> [What is asked]:
Rewrite the listing from its first line through the line containing "point(790, 66)", inclusive, replacing "single marker" with "single point" and leaving everything else as it is.
### Material supplied ###
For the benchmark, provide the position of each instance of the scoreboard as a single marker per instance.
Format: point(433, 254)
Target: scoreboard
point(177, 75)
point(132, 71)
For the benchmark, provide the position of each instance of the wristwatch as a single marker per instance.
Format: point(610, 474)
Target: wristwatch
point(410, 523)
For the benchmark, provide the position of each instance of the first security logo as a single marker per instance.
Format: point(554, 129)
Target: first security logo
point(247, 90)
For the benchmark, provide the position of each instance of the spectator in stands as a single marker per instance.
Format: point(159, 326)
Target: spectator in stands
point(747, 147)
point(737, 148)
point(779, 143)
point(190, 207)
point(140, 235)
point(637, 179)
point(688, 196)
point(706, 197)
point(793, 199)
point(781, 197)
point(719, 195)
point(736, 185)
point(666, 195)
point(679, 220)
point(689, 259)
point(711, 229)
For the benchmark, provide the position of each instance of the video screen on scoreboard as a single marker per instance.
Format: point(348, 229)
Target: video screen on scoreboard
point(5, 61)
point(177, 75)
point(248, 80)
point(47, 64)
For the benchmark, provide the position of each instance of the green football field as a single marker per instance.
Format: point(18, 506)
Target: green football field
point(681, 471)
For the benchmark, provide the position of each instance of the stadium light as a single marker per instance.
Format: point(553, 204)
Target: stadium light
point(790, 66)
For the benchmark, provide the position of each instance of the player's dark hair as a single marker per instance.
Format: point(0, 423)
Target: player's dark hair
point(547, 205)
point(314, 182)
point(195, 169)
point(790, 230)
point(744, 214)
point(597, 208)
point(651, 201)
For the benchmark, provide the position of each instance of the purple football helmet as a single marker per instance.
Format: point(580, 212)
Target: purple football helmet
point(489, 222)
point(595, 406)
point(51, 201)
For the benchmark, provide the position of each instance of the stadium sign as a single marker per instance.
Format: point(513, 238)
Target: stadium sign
###
> [The solution]:
For the benchmark, provide the position of each instance of the scoreboard as a single point per instance.
Format: point(433, 254)
Target: scoreboard
point(177, 75)
point(132, 71)
For the benchmark, provide the position of each instance of the wristwatch as a single point per instance.
Format: point(610, 474)
Target: wristwatch
point(410, 523)
For the benchmark, provide the position of each instance of the first security logo as a single point per instance.
Format: point(554, 129)
Target: first security logo
point(247, 90)
For the benchmark, provide the position of each instance of the spectator in stands as a single point per instance.
Format: point(159, 326)
Target: spectator in stands
point(747, 147)
point(737, 148)
point(779, 143)
point(190, 207)
point(140, 235)
point(637, 179)
point(688, 196)
point(706, 197)
point(793, 199)
point(781, 197)
point(719, 195)
point(736, 185)
point(666, 195)
point(679, 220)
point(689, 259)
point(711, 229)
For the benchmark, provide the position of each instance of the video screen on scoreboard as a single point per instance.
Format: point(348, 229)
Target: video screen on scoreboard
point(5, 61)
point(177, 75)
point(248, 80)
point(47, 64)
For the benchmark, provide the position of each instance of the green football field as a single point per instance.
Format: point(18, 506)
Target: green football field
point(681, 471)
For the benchmark, provide the position of each instance of the stadium light as a single point per instance.
Format: point(553, 204)
Target: stadium light
point(790, 66)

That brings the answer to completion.